TEXT SHOWN:
··········

The Ibru Organization, established in 1956, became one of the largest conglomerates in Nigeria. By 1990 it had between 9,000 and 11,000 employees.
By 2009 the Ibru Organization was a multi-billion dollar business with interests that included shipping, agriculture, aviation, banking, oil and gas.

Origins

The Ibru family are Urhobo people from Agbarha-Otor, near Ughelli in Delta State.
The family patriarch was Chief Peter Epete Ibru, a missionary who worked for much of his life in Yorubaland.
His wife Janet Omotogor Ibru was the matriarch of Ibru dynasty, aged 98 years when she died on 15 March 2006.
She was a trader, and was closely involved in the organization.
The founder of the firm was their son Michael Ibru.
Michael gained a secondary education at Igbobi College, then worked for the United Africa Company from 1951 until 1956. That year, aged 24, he partnered with Jimmy Large, an Englishman, to form the Laibru general trading company, and also bought a share of Ace Jimonma, a construction firm.

Expansion

Starting in 1957, Ibru was a pioneer in distributing frozen fish in Nigeria.

··········

LISTED ENTRIES:
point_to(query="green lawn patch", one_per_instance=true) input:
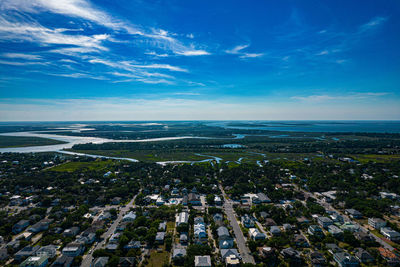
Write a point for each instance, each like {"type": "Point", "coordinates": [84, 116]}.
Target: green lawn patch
{"type": "Point", "coordinates": [78, 166]}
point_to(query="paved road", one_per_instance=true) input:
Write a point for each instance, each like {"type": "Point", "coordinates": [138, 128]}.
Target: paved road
{"type": "Point", "coordinates": [347, 218]}
{"type": "Point", "coordinates": [240, 240]}
{"type": "Point", "coordinates": [88, 258]}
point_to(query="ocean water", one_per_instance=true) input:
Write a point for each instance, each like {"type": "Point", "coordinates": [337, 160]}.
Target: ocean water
{"type": "Point", "coordinates": [313, 126]}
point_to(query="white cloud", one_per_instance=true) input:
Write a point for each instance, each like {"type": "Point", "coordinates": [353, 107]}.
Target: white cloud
{"type": "Point", "coordinates": [25, 63]}
{"type": "Point", "coordinates": [349, 97]}
{"type": "Point", "coordinates": [236, 49]}
{"type": "Point", "coordinates": [373, 23]}
{"type": "Point", "coordinates": [22, 56]}
{"type": "Point", "coordinates": [139, 108]}
{"type": "Point", "coordinates": [193, 53]}
{"type": "Point", "coordinates": [251, 55]}
{"type": "Point", "coordinates": [32, 31]}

··········

BRIEF:
Reproduce the stretch of the Ibru Organization text above from "His wife Janet" through "in the organization.".

THE RESPONSE:
His wife Janet Omotogor Ibru was the matriarch of Ibru dynasty, aged 98 years when she died on 15 March 2006.
She was a trader, and was closely involved in the organization.